+++ Source text

The U.S. military is must capture its COVID-19 infection data now for use when prepping for the next pandemic, the head of U.S. naval forces in Europe and Africa said Thursday.
The current COVID-19 pandemic represents a new warfare domain where the fight is against germs, an unseen enemy proving to be just as lethal as any standing military the U.S. could face, Adm. James Foggo said while addressing the U.S. Naval Institute’s annual meeting.
“You can’t eradicate the virus, but you can contain it,” Foggo said. “So that’s what we’re trying to do. We’re trying to contain it, keep it off our ships and keep our ships operating.”
Fighting the pandemic is requiring the military, and much of society, to vastly change operating procedures, creating a world without large group gatherings and restricting travel. For example, the Naval Institute’s meeting was held entirely online, with Foggo speaking from his headquarters in Naples, Italy.
The Navy and Pentagon leadership are continually refining their COVID-19 strategy, following the advice of medical professionals who continue to learn how the virus spreads and can be contained. These lessons, Foggo said, will prove invaluable the next time such a sickness arises. Before then, the military must apply its lessons learned to exercises.
“We need be prepared to start having our own GERMEXES, just like the tabletop exercises that we conduct today and COMPTUEXs for carrier strike groups,” Foggo said.
A century ago, the 1918 influenza pandemic killed up to 50 million, according to some analysts, Foggo said. The garrisoning and transport of troops to and from World War I greatly contributed to virus’s spread. Foggo said the reaction to COVID-19 has been better than what occurred in 100 years ago, but parallels exist.
“Eventually, we’re going to have a vaccine and get to immunity,” Foggo said. “But there will be another pandemic after this.”
A future GERMEX should include allies, focus on force protection and become part of the military’s normal routine. Plans for defending against a pandemic need to be developed and then tested. At the same time, planners need to account for maintaining a presence in the other warfighting domains.
“No matter how tough this thing is, we just can’t let our guard down,” Foggo said. “Our other adversaries are not going to take a knee.”

++++++
+++ Dataset

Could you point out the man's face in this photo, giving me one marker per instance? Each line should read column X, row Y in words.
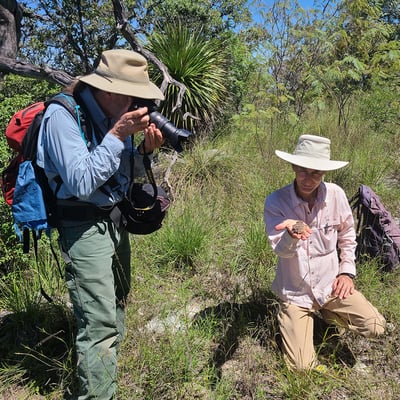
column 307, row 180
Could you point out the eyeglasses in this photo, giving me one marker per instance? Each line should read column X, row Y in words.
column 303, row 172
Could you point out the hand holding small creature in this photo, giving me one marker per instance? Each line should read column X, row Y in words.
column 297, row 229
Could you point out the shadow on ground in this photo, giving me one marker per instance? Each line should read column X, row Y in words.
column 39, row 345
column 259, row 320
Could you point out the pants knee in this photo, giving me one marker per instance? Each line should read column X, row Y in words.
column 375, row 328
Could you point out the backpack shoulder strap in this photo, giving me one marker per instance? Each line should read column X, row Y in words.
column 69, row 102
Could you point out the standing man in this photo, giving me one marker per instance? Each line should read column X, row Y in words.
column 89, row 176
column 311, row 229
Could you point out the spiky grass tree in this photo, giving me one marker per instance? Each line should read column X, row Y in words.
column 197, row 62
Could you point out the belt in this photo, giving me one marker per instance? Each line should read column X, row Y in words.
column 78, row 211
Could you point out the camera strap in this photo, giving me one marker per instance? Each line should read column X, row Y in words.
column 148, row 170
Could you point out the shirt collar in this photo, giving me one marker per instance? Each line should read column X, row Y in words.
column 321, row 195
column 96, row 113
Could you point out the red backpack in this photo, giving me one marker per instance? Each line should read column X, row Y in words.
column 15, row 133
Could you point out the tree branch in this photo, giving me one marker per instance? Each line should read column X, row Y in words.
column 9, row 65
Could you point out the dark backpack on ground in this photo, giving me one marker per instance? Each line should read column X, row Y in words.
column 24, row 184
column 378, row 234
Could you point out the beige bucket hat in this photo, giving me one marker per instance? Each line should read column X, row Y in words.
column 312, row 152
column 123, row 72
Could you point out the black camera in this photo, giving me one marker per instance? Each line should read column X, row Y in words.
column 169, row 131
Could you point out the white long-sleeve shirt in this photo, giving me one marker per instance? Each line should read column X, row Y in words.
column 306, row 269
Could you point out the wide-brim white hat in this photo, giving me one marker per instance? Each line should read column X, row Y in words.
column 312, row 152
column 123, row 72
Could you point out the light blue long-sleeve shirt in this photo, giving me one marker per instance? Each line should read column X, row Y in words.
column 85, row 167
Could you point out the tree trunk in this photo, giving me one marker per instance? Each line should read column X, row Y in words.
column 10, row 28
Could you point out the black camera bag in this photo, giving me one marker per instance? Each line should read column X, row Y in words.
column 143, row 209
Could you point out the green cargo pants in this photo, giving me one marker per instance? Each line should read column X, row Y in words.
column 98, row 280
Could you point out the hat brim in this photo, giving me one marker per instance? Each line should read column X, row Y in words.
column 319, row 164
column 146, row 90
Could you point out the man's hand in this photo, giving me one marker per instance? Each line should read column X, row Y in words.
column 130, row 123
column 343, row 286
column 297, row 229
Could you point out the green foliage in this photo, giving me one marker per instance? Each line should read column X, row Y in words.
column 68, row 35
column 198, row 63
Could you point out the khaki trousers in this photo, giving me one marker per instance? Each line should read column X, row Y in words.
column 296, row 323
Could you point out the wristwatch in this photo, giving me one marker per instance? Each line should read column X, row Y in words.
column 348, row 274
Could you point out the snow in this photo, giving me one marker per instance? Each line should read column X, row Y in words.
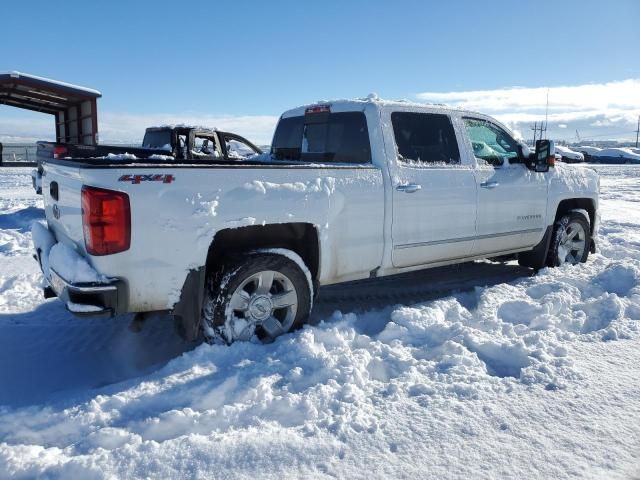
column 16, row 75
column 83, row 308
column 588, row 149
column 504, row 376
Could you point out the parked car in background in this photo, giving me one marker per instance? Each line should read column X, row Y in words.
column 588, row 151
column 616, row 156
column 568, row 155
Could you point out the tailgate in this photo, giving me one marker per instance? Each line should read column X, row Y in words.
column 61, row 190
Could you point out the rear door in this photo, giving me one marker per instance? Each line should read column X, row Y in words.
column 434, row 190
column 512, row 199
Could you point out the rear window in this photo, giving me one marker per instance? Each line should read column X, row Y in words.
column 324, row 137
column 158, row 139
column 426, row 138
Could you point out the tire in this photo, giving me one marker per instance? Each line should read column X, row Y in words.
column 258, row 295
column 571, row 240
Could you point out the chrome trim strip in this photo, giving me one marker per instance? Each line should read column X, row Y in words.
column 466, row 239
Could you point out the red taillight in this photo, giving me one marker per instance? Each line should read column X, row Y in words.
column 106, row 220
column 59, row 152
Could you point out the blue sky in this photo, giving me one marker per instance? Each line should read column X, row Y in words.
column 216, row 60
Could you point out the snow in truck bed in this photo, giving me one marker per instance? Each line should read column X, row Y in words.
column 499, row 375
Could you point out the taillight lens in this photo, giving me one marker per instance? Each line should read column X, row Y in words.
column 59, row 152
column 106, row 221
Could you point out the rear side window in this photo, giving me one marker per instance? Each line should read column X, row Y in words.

++++++

▶ _Exercise instructions_:
Answer these questions about the article on military pandemic preparedness:
1. From what city and country did Foggo speak to the Naval Institute's meeting?
2. According to some analysts, up to how many people did the 1918 influenza pandemic kill?
3. Whom should a future GERMEX include, and what should it focus on?
The saved entries have nothing to do with this.

▶ _Result of the exercise_:
1. Naples, Italy.
2. Up to 50 million.
3. It should include allies and focus on force protection.